--- START ---

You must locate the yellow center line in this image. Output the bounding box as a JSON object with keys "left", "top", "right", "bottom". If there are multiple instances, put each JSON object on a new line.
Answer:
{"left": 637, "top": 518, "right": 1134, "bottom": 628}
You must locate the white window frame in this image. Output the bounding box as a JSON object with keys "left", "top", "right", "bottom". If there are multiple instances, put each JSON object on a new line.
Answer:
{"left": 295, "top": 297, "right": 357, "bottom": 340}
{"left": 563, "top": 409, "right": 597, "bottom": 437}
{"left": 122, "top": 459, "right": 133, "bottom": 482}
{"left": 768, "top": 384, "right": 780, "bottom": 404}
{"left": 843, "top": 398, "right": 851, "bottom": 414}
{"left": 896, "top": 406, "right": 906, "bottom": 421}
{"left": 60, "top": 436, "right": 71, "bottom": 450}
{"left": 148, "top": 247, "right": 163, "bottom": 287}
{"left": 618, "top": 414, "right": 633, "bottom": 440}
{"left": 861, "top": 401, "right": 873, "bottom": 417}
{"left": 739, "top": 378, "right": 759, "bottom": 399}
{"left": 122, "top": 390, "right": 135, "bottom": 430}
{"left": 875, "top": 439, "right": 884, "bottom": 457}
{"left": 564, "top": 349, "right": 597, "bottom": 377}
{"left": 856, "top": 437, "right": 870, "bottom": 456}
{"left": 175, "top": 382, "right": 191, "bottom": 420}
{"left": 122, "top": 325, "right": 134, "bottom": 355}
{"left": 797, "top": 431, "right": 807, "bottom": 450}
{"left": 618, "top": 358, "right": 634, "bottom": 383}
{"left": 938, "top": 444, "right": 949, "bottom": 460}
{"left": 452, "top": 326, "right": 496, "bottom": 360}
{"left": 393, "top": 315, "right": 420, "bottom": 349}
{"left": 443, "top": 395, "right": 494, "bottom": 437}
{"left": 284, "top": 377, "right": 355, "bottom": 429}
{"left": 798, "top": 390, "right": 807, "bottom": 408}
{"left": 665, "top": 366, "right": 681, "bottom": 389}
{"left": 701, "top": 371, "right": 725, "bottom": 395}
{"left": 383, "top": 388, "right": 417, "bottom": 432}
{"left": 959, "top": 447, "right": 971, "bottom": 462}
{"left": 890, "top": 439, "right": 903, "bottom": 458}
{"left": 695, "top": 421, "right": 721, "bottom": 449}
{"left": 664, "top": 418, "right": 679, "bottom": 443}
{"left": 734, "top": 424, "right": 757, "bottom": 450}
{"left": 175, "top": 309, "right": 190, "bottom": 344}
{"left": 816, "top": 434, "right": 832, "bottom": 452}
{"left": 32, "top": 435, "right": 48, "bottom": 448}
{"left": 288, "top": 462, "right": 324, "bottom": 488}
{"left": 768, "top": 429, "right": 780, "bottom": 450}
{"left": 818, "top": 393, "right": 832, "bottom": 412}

--- END ---

**What you should do**
Now output the listing above, exactly as it appears.

**Answer space**
You must locate the yellow center line in this image. Output the bounding box as a JSON object with keys "left", "top", "right", "bottom". If there are multiple instances, put each JSON object on a new line.
Answer:
{"left": 637, "top": 518, "right": 1134, "bottom": 628}
You must locate the white window frame in this image. Output the bounding box as a JSON object with keys "left", "top", "right", "bottom". If there are multiple instances, put each JSON object on a new line.
Answer:
{"left": 295, "top": 297, "right": 357, "bottom": 340}
{"left": 563, "top": 409, "right": 597, "bottom": 437}
{"left": 122, "top": 459, "right": 133, "bottom": 482}
{"left": 768, "top": 384, "right": 780, "bottom": 404}
{"left": 843, "top": 398, "right": 851, "bottom": 414}
{"left": 896, "top": 406, "right": 906, "bottom": 421}
{"left": 60, "top": 436, "right": 71, "bottom": 450}
{"left": 148, "top": 247, "right": 163, "bottom": 287}
{"left": 618, "top": 414, "right": 633, "bottom": 440}
{"left": 861, "top": 401, "right": 873, "bottom": 417}
{"left": 739, "top": 378, "right": 759, "bottom": 399}
{"left": 122, "top": 390, "right": 135, "bottom": 430}
{"left": 875, "top": 439, "right": 884, "bottom": 457}
{"left": 564, "top": 349, "right": 597, "bottom": 377}
{"left": 856, "top": 437, "right": 870, "bottom": 456}
{"left": 175, "top": 382, "right": 191, "bottom": 420}
{"left": 122, "top": 325, "right": 134, "bottom": 355}
{"left": 797, "top": 431, "right": 807, "bottom": 450}
{"left": 618, "top": 358, "right": 634, "bottom": 383}
{"left": 938, "top": 444, "right": 949, "bottom": 460}
{"left": 452, "top": 326, "right": 496, "bottom": 360}
{"left": 393, "top": 315, "right": 420, "bottom": 349}
{"left": 443, "top": 395, "right": 494, "bottom": 437}
{"left": 284, "top": 377, "right": 355, "bottom": 429}
{"left": 798, "top": 390, "right": 807, "bottom": 408}
{"left": 665, "top": 366, "right": 681, "bottom": 389}
{"left": 701, "top": 371, "right": 725, "bottom": 395}
{"left": 383, "top": 388, "right": 417, "bottom": 432}
{"left": 959, "top": 447, "right": 971, "bottom": 462}
{"left": 890, "top": 439, "right": 903, "bottom": 458}
{"left": 695, "top": 421, "right": 721, "bottom": 449}
{"left": 664, "top": 418, "right": 679, "bottom": 443}
{"left": 734, "top": 424, "right": 757, "bottom": 450}
{"left": 175, "top": 309, "right": 190, "bottom": 344}
{"left": 816, "top": 434, "right": 832, "bottom": 452}
{"left": 32, "top": 435, "right": 48, "bottom": 448}
{"left": 288, "top": 462, "right": 324, "bottom": 488}
{"left": 768, "top": 429, "right": 780, "bottom": 450}
{"left": 818, "top": 393, "right": 832, "bottom": 412}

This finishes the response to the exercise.